EXTRACTED ENTRIES ▸
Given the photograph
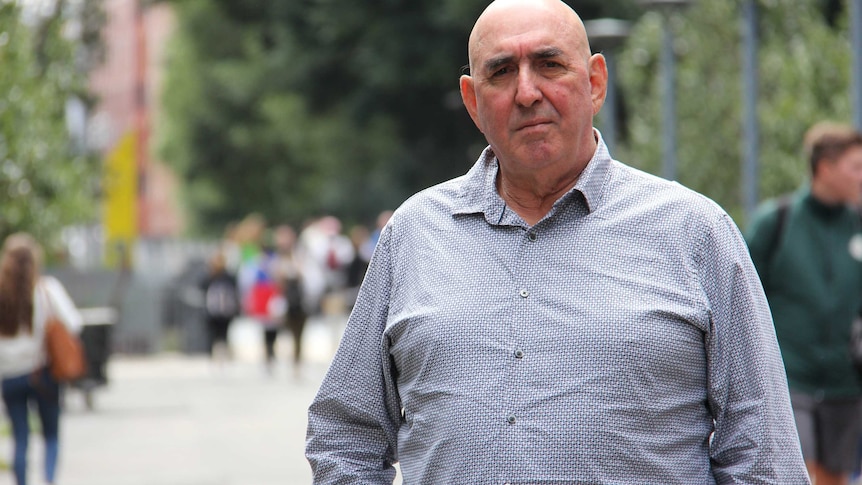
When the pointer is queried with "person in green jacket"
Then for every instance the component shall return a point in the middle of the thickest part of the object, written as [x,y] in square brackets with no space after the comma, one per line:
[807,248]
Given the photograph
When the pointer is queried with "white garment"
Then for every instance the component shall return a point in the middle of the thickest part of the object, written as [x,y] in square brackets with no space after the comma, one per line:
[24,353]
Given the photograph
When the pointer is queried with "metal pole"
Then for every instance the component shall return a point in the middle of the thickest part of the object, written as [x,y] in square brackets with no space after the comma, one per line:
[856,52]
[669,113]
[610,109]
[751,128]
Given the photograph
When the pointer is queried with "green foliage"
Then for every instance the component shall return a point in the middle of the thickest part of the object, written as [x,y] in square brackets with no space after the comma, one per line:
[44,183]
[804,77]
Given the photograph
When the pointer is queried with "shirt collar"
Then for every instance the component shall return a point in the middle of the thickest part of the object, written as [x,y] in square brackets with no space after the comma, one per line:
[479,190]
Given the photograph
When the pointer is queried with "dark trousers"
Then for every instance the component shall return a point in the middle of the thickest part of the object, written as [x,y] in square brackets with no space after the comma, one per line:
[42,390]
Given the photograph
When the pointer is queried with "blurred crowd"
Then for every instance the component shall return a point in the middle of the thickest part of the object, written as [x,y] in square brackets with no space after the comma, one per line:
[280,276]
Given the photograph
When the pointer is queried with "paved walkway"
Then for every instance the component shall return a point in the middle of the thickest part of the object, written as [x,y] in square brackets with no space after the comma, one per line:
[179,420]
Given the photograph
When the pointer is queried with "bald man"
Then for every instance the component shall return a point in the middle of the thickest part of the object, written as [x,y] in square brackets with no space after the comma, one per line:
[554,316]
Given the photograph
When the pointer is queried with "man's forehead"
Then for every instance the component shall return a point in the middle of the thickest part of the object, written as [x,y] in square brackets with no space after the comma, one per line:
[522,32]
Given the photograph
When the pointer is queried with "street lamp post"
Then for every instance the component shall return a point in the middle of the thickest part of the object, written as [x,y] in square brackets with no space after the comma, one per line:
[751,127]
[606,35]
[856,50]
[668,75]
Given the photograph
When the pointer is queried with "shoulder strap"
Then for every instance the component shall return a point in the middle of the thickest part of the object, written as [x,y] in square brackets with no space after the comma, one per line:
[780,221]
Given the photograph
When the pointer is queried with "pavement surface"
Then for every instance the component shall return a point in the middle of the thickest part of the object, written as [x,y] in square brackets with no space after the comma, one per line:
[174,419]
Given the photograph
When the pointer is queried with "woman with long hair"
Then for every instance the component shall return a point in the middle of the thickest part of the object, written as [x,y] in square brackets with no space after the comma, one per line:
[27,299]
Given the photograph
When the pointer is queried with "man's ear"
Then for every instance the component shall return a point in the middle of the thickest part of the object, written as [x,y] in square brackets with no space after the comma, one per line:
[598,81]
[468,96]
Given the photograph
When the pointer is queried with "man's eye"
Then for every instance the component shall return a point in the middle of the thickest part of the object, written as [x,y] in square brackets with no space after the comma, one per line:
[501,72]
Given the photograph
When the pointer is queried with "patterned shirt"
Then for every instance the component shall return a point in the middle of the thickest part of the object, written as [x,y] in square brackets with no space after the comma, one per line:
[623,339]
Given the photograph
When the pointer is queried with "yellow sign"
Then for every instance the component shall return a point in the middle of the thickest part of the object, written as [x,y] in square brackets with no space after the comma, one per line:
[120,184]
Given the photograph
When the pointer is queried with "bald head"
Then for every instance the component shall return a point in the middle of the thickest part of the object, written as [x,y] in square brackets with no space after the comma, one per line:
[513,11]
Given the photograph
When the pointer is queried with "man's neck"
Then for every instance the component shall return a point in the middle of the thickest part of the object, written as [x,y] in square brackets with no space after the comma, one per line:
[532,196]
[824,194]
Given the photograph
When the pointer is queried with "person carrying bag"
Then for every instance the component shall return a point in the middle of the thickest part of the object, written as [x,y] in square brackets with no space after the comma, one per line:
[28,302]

SET TASK ▸ Count the lines in the rows above that contain the string "green", treating case as significant, and give only that number.

WRITTEN ANSWER ▸ 2